**What you need to do**
Every record below is to be retyped exactly.

============

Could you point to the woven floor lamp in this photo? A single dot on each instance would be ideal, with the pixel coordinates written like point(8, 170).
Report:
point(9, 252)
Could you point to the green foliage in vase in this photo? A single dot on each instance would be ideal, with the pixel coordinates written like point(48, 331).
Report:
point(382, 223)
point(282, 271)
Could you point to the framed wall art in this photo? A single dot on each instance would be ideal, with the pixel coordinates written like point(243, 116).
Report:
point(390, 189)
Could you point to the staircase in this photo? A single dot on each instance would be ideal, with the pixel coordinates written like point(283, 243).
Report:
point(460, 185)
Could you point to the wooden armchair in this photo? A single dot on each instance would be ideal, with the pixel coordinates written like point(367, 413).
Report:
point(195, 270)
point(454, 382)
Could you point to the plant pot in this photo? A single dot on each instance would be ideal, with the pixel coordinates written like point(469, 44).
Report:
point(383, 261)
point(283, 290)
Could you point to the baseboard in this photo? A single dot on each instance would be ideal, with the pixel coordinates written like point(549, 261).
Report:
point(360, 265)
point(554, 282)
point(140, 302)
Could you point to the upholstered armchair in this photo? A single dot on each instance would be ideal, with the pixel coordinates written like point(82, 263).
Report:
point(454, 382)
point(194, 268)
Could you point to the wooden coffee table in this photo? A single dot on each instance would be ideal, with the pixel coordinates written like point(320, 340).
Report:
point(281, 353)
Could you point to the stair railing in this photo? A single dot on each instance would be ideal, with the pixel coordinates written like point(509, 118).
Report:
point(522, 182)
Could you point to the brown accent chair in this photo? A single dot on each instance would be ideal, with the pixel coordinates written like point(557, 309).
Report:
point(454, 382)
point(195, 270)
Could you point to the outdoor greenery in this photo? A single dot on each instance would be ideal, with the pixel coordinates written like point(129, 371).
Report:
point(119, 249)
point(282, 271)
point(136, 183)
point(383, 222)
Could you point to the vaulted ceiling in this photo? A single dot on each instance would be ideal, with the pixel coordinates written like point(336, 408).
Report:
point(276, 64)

============

**Result**
Could you point to the woven floor lamp in this photo? A single dot on each instance would be ideal, with the pixel coordinates written like point(8, 170).
Report:
point(9, 252)
Could you point to the green foliage in vase in this photo? A single dot on each instance would be ideal, with the pixel coordinates written like point(48, 331).
Report:
point(382, 223)
point(282, 271)
Could you point to the framed wall art in this photo? A single dot on each instance would be ideal, with the pixel coordinates written like point(243, 116).
Report:
point(390, 189)
Could you point to the staircase in this photo? A single dot on each instance would be ideal, with the pixel coordinates written like point(283, 243).
Report:
point(460, 185)
Could you point to the wooden armchair in this photo? A single dot on each instance would be ideal, with the pixel coordinates written like point(367, 413).
Report:
point(195, 270)
point(454, 382)
Could you point to the plant pot in this photo? A single dot on each instance would be ideal, with the pixel coordinates written like point(469, 44).
Report:
point(383, 261)
point(283, 290)
Could you point to the baseboard in this photo? A single dot on each instance would be ideal, with the pixel coordinates written like point(549, 261).
Report:
point(360, 265)
point(554, 282)
point(140, 302)
Could you point to the upholstered armchair in this photo? A single dot on each instance would be ideal, with the pixel coordinates written like point(82, 263).
Report:
point(454, 382)
point(194, 268)
Could you point to the wooden coffee table in this photo? A single dot on each instance would be ideal, with the pixel coordinates written like point(320, 340).
Report:
point(281, 353)
Could you point to the stair railing in this photo? A single dot on each instance would be ideal, with the pixel coordinates written like point(509, 118).
Report:
point(522, 182)
Could you point to the brown accent chair in this photo? A single dot on each instance would be ideal, with the pixel coordinates written like point(557, 309).
Report:
point(454, 382)
point(195, 270)
Could you point to the outdoor greenery in this photo? A single dot on each instance would be ideal, with the pixel coordinates written like point(129, 371).
Report:
point(119, 249)
point(282, 271)
point(136, 183)
point(383, 222)
Could you point to the vaulted ceiling in this photo? A single dot on each instance would be ideal, with the pixel coordinates written like point(336, 408).
Report:
point(276, 64)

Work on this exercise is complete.